■ **WHAT IS EXPECTED**
From the records, return each line that has the word "below" in it.

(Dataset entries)
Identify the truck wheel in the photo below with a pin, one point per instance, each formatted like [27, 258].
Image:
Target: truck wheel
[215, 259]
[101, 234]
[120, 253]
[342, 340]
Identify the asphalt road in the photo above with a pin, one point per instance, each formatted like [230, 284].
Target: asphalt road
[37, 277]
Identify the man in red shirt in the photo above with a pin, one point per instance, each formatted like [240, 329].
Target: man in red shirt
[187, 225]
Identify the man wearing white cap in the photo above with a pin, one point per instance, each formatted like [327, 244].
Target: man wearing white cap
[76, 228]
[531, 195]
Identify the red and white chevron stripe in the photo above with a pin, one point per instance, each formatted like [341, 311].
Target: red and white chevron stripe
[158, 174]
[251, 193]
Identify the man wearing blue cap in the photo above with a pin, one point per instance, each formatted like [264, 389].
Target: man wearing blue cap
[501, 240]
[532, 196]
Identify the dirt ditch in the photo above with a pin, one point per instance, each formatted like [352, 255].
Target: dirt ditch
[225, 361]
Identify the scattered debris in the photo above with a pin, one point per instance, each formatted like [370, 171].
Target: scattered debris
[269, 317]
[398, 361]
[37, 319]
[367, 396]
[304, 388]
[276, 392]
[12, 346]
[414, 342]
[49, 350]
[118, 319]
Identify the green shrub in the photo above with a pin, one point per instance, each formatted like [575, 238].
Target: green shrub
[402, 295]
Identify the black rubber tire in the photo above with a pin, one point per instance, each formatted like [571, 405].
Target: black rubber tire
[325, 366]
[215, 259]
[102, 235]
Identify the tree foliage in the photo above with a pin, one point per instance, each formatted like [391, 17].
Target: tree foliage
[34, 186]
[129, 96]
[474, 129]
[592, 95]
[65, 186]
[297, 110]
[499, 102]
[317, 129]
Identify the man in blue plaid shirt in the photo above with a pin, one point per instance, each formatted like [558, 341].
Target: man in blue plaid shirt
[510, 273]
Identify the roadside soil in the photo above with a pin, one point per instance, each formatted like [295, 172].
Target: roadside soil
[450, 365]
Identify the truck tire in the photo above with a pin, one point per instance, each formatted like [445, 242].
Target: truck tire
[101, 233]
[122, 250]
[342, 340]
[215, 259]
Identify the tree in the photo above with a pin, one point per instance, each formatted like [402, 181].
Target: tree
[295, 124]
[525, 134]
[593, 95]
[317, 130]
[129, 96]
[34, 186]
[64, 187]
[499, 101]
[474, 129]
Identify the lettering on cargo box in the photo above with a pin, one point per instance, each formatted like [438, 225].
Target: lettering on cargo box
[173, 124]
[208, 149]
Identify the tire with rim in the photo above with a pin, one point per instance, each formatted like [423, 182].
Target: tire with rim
---
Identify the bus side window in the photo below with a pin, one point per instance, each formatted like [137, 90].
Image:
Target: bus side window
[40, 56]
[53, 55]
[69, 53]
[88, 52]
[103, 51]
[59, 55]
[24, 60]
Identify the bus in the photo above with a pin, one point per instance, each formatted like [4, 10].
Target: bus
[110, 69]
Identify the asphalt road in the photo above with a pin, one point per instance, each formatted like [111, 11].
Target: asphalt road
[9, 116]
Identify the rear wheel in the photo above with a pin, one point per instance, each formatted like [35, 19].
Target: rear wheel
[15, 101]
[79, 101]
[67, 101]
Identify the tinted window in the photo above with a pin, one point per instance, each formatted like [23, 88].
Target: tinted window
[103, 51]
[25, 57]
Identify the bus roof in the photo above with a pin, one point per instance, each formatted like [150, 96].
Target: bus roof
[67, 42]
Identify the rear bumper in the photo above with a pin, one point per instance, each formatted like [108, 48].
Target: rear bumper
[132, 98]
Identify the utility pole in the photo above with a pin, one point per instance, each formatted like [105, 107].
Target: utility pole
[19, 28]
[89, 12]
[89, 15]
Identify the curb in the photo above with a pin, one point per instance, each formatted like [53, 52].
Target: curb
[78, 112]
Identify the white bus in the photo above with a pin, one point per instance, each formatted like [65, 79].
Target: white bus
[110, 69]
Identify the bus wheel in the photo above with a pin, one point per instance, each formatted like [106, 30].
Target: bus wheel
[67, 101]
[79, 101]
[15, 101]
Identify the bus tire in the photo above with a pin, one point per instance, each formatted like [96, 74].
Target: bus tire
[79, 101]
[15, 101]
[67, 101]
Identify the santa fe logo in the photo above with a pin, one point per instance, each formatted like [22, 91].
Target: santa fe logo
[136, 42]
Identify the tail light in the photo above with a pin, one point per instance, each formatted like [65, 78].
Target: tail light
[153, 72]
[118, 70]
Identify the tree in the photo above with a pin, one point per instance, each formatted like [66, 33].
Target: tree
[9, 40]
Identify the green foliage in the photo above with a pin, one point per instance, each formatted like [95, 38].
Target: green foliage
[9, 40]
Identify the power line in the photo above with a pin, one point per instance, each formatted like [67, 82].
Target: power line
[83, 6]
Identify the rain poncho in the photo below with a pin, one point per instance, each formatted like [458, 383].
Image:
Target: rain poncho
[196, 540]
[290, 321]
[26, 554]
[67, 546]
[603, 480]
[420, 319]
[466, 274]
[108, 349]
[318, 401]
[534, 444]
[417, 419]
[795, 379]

■ **ANSWER BOX**
Identify the truck wheel in the photo below with a pin, one point per instance, each formatted like [27, 258].
Identify the bus side window in the photo below with a pin, one point per instance, each formatted like [137, 90].
Identify the rain poncho in the photo below with a pin, one point per instance, each formatted like [458, 383].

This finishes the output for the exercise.